── Given information ──
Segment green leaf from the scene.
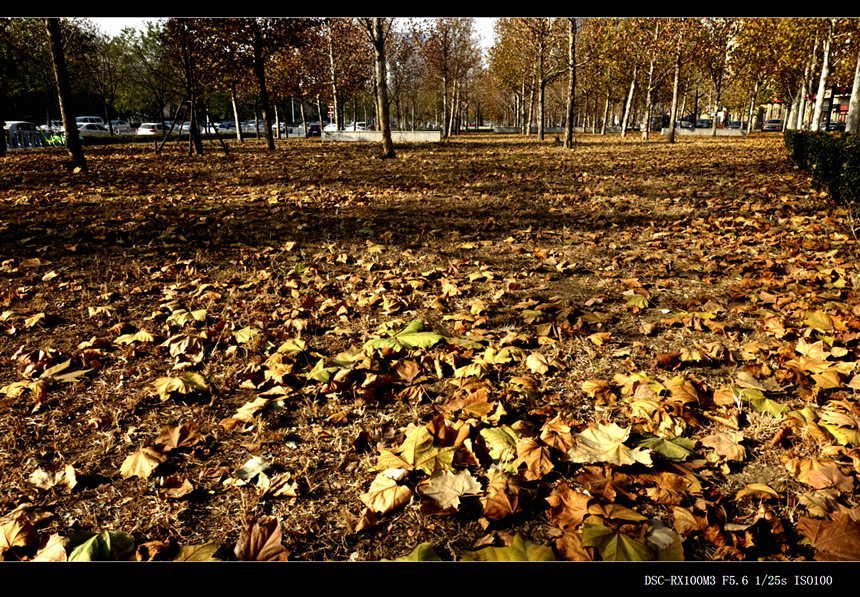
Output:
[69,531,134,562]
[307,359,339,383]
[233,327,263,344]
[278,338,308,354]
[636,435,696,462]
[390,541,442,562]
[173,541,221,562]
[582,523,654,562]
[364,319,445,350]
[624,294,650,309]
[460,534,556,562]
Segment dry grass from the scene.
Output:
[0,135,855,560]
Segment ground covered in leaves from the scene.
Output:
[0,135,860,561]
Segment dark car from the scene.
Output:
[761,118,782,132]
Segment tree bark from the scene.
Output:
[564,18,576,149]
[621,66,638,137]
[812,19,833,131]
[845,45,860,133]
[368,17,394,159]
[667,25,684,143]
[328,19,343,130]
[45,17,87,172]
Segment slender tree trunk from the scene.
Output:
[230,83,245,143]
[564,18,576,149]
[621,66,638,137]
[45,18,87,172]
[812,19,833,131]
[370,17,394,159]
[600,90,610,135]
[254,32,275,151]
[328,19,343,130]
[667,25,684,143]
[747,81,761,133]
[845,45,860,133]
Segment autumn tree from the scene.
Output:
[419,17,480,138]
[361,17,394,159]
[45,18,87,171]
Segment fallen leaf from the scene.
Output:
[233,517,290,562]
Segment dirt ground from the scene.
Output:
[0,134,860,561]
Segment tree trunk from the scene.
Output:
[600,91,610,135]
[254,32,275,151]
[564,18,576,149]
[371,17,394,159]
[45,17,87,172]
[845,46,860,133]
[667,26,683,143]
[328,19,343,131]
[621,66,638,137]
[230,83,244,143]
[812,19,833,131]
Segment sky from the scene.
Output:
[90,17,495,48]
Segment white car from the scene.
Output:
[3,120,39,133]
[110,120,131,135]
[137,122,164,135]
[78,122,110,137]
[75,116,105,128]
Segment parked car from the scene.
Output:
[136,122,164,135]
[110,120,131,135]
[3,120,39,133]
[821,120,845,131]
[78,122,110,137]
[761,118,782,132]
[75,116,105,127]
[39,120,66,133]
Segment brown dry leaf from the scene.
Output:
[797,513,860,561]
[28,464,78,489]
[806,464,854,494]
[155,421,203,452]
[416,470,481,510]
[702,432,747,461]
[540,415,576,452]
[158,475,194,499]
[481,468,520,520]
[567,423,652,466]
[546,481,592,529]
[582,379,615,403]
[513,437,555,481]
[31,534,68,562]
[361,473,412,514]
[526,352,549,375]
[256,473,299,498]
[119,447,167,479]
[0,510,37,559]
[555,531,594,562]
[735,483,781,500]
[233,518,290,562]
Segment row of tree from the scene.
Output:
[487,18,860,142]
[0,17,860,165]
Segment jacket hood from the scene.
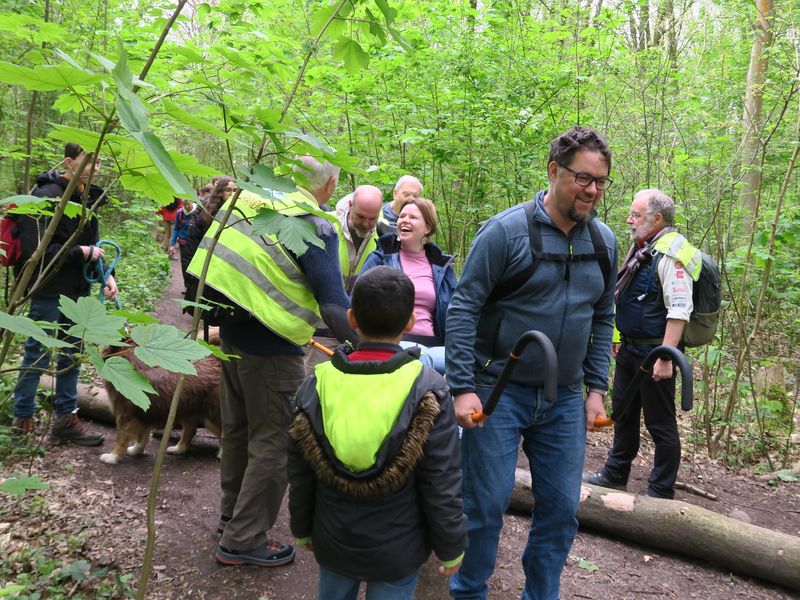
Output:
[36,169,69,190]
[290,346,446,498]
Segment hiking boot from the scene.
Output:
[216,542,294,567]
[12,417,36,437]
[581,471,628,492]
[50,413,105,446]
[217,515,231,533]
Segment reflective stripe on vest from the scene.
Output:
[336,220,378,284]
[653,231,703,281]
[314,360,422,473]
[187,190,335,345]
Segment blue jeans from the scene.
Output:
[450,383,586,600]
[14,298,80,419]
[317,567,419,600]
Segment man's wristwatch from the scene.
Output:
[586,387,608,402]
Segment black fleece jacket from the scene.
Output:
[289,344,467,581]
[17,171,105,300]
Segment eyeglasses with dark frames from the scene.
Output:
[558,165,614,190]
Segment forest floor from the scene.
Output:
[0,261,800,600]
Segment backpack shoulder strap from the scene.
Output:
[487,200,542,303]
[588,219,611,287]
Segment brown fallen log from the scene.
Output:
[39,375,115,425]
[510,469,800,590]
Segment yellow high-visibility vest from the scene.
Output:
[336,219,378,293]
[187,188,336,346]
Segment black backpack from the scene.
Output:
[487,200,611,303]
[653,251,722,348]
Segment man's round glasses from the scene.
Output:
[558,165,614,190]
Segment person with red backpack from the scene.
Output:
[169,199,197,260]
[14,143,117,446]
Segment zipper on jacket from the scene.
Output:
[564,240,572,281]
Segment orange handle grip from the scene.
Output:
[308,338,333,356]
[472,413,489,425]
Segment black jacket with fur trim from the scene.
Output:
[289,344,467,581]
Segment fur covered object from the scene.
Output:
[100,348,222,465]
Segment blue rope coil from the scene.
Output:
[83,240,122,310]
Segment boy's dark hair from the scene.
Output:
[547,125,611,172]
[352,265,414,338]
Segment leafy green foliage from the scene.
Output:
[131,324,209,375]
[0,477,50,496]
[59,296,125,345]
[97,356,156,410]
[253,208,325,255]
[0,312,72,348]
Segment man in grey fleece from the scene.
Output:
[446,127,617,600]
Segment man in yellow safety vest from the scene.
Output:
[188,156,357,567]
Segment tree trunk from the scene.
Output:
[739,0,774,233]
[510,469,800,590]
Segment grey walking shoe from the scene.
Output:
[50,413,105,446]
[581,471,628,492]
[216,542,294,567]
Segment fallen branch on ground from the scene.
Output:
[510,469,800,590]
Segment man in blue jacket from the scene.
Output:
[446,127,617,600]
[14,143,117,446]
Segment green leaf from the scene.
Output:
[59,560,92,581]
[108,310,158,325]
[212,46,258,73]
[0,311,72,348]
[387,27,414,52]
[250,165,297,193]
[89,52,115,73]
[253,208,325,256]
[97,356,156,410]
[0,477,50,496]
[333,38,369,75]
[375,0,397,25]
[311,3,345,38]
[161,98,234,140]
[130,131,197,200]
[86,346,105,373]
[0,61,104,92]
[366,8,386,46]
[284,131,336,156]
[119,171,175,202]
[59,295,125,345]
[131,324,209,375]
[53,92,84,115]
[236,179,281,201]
───
■ **Problem to solve**
Copy the entries word for word, beginning with the line containing "Segment parked car from the scene." and continuing through the line containing "[317,567,419,600]". Omit the pictures from your copy.

■ **Answer to the exercise**
Segment parked car from the scene.
Output:
[136,122,164,135]
[110,120,131,135]
[3,120,39,133]
[821,120,845,131]
[78,122,110,137]
[761,118,782,132]
[75,116,105,127]
[39,120,66,133]
Segment brown dry leaf from the scene.
Output:
[797,513,860,561]
[28,464,78,489]
[806,464,854,494]
[155,421,203,452]
[416,470,481,510]
[702,432,747,461]
[540,415,576,452]
[158,475,194,499]
[481,468,520,520]
[567,423,652,466]
[546,481,592,529]
[582,379,615,403]
[513,437,555,481]
[31,534,68,562]
[361,473,412,514]
[526,352,549,375]
[256,473,299,498]
[119,447,167,479]
[0,510,37,559]
[555,531,594,562]
[735,483,781,500]
[233,518,290,562]
Segment row of tree from the scene.
Output:
[487,18,860,142]
[0,17,860,165]
Segment jacket hood from the scene.
Output:
[36,169,69,190]
[290,346,446,498]
Segment hiking boot from the scene.
Output:
[216,542,294,567]
[12,417,36,437]
[581,471,628,492]
[50,413,105,446]
[217,515,231,533]
Segment reflective stripe on vest from the scene.
Output:
[336,220,378,284]
[653,231,703,281]
[314,360,422,473]
[187,190,335,345]
Segment blue jeans from the scene.
Output:
[450,383,586,600]
[14,298,80,419]
[317,567,419,600]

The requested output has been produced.